Document excerpt:
--------------------

Having kept mostly silent during the past week when Deutsche Bank stock was crashing, its default risk soaring, and only a spurious rumor by French AFP, based on a Twitter report, prevented the bank’s stock from going into a three day weekend at all time lows , on Saturday the German press woke up to the ongoing local banking crisis, reiterating what stoked the crisis in the first place, namely Angela Merkel’s statement last weekend that it won’t bail out Deutsche Bank.
Repeating not only what Merkel herself said last week – a statement which first prompted this week’s plunge in DB stock – but what we have said all along, namely that a bailout of Deutsche Bank would be political suicide for the Chancellor due to pressure from AfD, and may lead to the collapse of Europe, where other nations, namely Italy, have been pushing for a similar bailout of their own banking systems only to be met with stern denials by German, Reuters reports that according to much of the German media, Angela Merkel cannot afford to bail out Deutsche Bank given the hard line Berlin has taken against state aid in other European nations and the risk of a political backlash at home.
Last week’s events, which have prompted numerous flashbacks to that certain historic week in September 2008 when Lehman failed after counterparties yanked cash from the doomed bank, culminated when the German government denied a newspaper report on Wednesday that it was working on a rescue plan for the Germany lender, unleashing a plunge in DB shares, which was accelerated after a Bloomberg report that hedge fund counterparties to DB’s prime brokerage had quietly withdrawn cash from the bank.

--------------------

Short problem: Reproduce word for word the passage of the Deutsche Bank article starting at "Having kept mostly" and ending at "out Deutsche Bank.".

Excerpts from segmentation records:
--------------------

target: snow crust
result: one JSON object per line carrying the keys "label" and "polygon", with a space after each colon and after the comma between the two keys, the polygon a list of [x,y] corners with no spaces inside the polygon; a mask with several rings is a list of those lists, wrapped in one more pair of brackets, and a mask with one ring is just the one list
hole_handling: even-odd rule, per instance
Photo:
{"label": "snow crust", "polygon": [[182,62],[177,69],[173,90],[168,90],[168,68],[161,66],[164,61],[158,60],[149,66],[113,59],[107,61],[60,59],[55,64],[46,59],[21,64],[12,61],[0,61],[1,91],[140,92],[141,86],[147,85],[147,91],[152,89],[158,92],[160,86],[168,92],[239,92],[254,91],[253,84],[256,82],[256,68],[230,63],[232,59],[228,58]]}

--------------------

Output below:
Having kept mostly silent during the past week when Deutsche Bank stock was crashing, its default risk soaring, and only a spurious rumor by French AFP, based on a Twitter report, prevented the bank’s stock from going into a three day weekend at all time lows , on Saturday the German press woke up to the ongoing local banking crisis, reiterating what stoked the crisis in the first place, namely Angela Merkel’s statement last weekend that it won’t bail out Deutsche Bank.